# START OF SELECTED TEXT
# Looking for a bit of advice (job)



## Martin_HDI (Aug 19, 2010)

Hey.

[Bit of a moan in here aswell]

I'll be honest I'm stuck in a sh*tty deadend job delivering pizza's doing less than ten hours a week, I've been there for nearly five years doing all roles and I only get a long with a few people there now.

I'm 22 and thinking of going back to college and doing spray painting (automotive) My interest in cars only started about a year ago so I never thought of this path during school. I've been to college before and got a few computing degrees but never used them.

I've also been trying to get a new deadend job just so I can get full time hours doing something with better people regardless of the type of work but it's hard atm.

I really don't want to do a deadend job but I feel as if my new interest in cars started a bit too late for a career?

What would you do?

Cheers, Martin.


----------



## Flawless (Sep 26, 2010)

Your never to old, I joined the army at 16 and stayed there for a good while after that I joined the cops and stayed for 11 years.

I quit the cops 15th of march this year and setup Flawless, Im 41.

Im now enjoying life and loving everyday at work.

I have a big contract with a firm that has 2 DB9's, 2 Porsche, 3 Range Rovers, 1 Maserati and about 5 Astras all new. The thing they ask me the most is when am I going to start doing alloy wheel refurbs, they get the wheels scuffed every week and at £50 a wheel to fix its a good earner.


----------



## Bel (Mar 1, 2011)

> I feel as if my new interest in cars started a bit too late for a career?


You're only 22 for heaven's sake!! All being well, you have *43 years* of work ahead of you and only 5 behind you.
# END OF SELECTED TEXT
# START OF RAW DATA
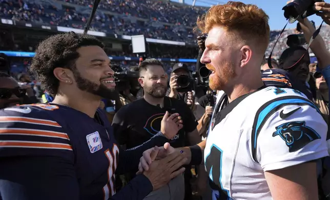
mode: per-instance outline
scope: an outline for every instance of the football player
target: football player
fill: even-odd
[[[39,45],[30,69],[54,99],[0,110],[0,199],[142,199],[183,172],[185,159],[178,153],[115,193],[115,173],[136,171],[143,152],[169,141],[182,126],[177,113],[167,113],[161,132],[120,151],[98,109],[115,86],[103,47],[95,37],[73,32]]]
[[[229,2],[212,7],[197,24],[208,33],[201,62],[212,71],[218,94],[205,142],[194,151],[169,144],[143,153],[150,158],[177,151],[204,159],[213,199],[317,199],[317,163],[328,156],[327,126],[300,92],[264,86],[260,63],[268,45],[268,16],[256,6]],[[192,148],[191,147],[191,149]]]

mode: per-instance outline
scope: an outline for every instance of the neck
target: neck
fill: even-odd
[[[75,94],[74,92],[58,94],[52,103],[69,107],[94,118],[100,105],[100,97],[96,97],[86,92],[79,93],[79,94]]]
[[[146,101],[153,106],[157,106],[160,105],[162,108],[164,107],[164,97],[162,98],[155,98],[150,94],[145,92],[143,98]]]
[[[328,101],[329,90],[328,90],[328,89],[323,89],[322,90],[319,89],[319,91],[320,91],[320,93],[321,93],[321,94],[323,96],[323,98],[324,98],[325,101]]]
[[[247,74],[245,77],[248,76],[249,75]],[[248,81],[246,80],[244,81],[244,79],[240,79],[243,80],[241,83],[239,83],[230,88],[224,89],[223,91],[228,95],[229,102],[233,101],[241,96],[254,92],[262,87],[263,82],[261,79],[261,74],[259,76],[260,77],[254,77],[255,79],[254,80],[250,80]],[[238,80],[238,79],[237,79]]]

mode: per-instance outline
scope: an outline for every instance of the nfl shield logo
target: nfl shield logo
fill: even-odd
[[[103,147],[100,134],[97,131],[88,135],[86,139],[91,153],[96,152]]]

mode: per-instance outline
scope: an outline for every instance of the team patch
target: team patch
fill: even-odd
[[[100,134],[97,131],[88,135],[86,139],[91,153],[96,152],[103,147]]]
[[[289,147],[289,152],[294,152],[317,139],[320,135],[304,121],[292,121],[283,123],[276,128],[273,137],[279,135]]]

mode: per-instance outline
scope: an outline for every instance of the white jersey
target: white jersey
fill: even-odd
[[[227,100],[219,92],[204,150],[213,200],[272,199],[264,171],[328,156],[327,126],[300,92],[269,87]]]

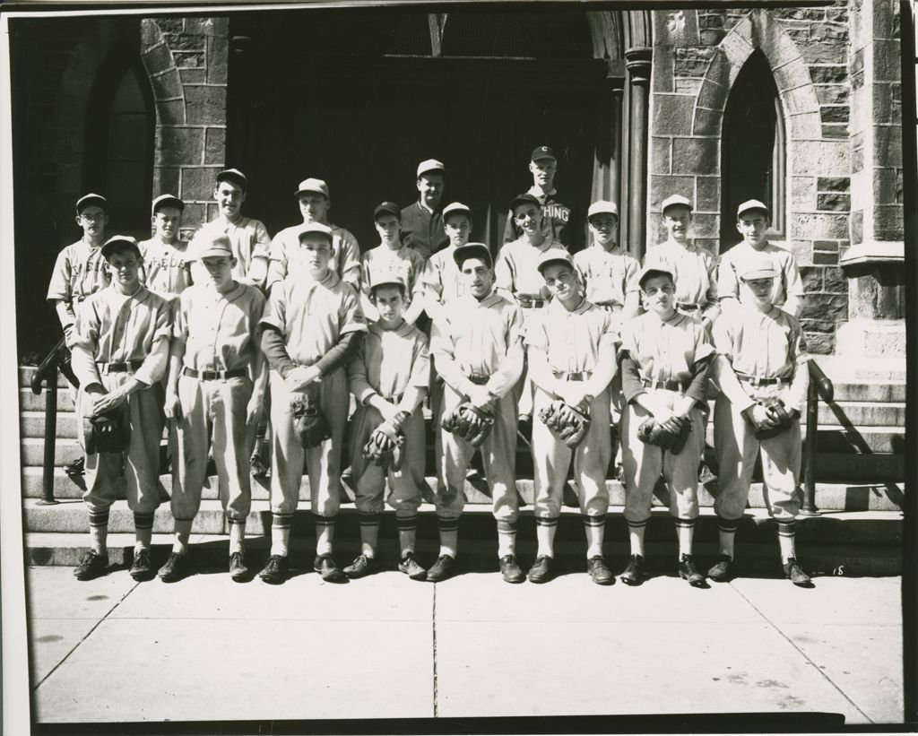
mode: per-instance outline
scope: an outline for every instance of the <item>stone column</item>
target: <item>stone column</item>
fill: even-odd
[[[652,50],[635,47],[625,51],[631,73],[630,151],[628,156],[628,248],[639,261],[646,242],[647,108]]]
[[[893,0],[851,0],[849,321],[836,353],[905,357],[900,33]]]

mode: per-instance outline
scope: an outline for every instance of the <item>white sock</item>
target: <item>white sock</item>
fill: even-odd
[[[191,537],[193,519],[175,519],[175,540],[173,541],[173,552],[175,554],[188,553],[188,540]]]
# END OF RAW DATA
# START OF RAW DATA
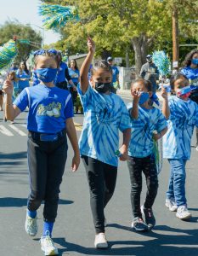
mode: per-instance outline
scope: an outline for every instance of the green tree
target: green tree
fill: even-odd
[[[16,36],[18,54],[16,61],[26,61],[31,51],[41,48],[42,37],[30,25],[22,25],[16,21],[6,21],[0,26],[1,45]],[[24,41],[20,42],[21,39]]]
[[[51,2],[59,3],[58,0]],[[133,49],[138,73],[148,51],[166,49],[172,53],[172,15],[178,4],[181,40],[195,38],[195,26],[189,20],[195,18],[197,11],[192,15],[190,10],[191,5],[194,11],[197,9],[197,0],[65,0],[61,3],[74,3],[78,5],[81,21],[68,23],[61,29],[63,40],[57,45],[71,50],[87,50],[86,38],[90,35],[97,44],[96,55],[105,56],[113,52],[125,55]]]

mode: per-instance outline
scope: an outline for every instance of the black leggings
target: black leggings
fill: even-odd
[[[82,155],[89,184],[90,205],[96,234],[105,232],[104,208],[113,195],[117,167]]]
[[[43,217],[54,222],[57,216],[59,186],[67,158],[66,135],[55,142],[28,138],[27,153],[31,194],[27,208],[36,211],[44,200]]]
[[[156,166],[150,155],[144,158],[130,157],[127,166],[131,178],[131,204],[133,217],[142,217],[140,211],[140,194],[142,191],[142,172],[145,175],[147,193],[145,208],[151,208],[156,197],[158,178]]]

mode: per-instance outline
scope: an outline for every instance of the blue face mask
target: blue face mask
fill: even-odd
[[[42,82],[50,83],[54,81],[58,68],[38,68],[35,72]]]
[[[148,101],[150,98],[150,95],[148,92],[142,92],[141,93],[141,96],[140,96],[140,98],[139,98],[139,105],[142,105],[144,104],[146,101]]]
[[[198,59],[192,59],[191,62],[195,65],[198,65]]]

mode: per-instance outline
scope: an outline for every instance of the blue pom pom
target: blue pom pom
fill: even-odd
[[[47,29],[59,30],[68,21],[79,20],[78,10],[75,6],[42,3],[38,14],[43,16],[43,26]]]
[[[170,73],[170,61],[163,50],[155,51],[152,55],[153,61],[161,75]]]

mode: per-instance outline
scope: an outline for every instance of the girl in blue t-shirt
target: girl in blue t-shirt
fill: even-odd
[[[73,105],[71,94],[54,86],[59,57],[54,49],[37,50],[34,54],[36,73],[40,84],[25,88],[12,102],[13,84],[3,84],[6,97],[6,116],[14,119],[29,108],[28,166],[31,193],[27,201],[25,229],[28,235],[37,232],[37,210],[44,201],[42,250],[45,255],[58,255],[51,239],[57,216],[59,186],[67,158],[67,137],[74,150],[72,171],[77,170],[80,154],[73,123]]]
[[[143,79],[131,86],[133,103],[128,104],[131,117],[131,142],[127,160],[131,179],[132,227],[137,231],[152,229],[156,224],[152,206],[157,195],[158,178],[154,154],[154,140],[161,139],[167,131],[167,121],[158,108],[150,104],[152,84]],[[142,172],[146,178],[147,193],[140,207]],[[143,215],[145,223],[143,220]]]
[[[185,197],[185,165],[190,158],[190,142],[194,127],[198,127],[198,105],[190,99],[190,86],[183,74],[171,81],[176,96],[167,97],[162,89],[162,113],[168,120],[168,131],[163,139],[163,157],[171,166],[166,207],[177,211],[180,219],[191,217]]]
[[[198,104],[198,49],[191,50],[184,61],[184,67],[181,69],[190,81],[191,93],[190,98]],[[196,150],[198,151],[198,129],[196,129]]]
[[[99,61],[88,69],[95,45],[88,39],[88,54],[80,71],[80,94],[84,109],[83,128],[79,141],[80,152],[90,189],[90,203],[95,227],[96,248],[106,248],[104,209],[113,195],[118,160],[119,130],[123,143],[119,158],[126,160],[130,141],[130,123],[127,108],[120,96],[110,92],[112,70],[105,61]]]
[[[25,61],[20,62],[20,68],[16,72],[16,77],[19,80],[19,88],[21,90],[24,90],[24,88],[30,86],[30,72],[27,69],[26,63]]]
# END OF RAW DATA
# START OF RAW DATA
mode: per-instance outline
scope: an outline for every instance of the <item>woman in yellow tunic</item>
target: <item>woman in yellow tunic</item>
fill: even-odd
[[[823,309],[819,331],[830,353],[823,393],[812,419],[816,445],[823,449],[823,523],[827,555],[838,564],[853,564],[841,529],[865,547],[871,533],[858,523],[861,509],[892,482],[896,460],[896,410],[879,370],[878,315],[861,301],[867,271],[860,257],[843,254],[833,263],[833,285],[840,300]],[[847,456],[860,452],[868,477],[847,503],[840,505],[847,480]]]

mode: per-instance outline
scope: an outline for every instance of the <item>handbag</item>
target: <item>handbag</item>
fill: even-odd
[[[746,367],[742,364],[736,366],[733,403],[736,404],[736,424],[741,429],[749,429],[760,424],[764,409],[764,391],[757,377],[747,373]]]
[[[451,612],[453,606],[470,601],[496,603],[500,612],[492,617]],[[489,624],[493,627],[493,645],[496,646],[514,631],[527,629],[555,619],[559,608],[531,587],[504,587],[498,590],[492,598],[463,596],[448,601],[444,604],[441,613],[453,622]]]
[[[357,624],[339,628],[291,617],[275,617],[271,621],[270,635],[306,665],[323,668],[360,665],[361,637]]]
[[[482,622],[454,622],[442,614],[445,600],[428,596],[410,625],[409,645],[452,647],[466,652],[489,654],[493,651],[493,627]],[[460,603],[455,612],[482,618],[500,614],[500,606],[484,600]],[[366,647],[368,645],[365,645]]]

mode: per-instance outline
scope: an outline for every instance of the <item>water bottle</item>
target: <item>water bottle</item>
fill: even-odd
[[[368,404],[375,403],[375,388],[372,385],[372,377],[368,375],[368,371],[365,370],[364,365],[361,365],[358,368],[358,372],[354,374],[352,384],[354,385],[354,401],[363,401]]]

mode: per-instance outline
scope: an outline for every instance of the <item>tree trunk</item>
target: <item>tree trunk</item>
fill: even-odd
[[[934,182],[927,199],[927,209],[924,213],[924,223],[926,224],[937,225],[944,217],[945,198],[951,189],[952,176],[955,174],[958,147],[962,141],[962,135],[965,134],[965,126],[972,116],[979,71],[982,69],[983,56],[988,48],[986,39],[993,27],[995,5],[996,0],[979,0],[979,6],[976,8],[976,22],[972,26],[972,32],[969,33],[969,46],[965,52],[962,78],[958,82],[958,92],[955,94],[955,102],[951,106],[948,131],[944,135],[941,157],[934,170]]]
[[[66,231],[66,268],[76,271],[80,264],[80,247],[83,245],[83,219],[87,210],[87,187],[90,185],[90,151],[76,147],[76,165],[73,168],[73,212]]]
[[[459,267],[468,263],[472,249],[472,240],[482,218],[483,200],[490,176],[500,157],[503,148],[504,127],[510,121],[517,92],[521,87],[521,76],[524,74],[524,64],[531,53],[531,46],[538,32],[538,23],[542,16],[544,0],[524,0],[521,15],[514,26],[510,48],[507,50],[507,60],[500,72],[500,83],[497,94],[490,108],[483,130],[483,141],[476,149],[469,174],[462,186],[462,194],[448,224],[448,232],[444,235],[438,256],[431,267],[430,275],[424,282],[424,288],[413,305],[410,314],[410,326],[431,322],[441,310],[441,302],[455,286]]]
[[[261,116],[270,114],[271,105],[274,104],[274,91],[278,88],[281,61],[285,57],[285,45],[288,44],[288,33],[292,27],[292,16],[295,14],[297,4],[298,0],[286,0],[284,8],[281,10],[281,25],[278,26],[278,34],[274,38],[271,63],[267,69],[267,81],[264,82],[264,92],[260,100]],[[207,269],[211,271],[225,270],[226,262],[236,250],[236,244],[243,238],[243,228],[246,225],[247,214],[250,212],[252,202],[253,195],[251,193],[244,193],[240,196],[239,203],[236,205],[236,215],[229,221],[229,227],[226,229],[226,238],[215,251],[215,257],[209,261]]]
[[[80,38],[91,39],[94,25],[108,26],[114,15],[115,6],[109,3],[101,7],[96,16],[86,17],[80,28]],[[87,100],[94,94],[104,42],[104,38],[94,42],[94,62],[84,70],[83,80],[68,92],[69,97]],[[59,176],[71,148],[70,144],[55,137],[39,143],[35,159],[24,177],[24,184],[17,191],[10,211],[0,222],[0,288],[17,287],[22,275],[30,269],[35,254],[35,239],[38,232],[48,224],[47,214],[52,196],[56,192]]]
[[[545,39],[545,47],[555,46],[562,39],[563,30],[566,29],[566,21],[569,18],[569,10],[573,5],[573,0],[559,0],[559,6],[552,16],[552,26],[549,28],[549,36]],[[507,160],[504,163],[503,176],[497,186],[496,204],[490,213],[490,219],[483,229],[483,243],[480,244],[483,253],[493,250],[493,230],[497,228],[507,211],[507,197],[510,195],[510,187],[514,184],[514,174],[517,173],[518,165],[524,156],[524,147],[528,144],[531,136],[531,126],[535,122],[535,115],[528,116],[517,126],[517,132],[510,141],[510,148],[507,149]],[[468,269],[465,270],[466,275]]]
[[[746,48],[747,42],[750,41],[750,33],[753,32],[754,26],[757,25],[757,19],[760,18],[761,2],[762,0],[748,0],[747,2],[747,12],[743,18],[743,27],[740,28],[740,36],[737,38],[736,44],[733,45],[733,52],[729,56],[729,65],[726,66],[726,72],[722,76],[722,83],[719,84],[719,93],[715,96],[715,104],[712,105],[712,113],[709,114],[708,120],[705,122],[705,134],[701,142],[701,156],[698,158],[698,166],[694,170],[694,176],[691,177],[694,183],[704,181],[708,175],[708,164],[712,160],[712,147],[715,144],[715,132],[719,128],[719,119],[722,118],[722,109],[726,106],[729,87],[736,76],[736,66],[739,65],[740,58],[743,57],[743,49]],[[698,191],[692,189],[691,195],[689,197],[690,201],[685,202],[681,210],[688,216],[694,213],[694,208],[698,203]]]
# END OF RAW DATA
=== WRITTEN TASK ===
Reproduce the forum thread about career advice above word for word, from its title to its last reply.

=== PROBLEM SOLUTION ===
# Looking for a bit of advice (job)



## Martin_HDI (Aug 19, 2010)

Hey.

[Bit of a moan in here aswell]

I'll be honest I'm stuck in a sh*tty deadend job delivering pizza's doing less than ten hours a week, I've been there for nearly five years doing all roles and I only get a long with a few people there now.

I'm 22 and thinking of going back to college and doing spray painting (automotive) My interest in cars only started about a year ago so I never thought of this path during school. I've been to college before and got a few computing degrees but never used them.

I've also been trying to get a new deadend job just so I can get full time hours doing something with better people regardless of the type of work but it's hard atm.

I really don't want to do a deadend job but I feel as if my new interest in cars started a bit too late for a career?

What would you do?

Cheers, Martin.


----------



## Flawless (Sep 26, 2010)

Your never to old, I joined the army at 16 and stayed there for a good while after that I joined the cops and stayed for 11 years.

I quit the cops 15th of march this year and setup Flawless, Im 41.

Im now enjoying life and loving everyday at work.

I have a big contract with a firm that has 2 DB9's, 2 Porsche, 3 Range Rovers, 1 Maserati and about 5 Astras all new. The thing they ask me the most is when am I going to start doing alloy wheel refurbs, they get the wheels scuffed every week and at £50 a wheel to fix its a good earner.


----------



## Bel (Mar 1, 2011)

> I feel as if my new interest in cars started a bit too late for a career?


You're only 22 for heaven's sake!! All being well, you have *43 years* of work ahead of you and only 5 behind you.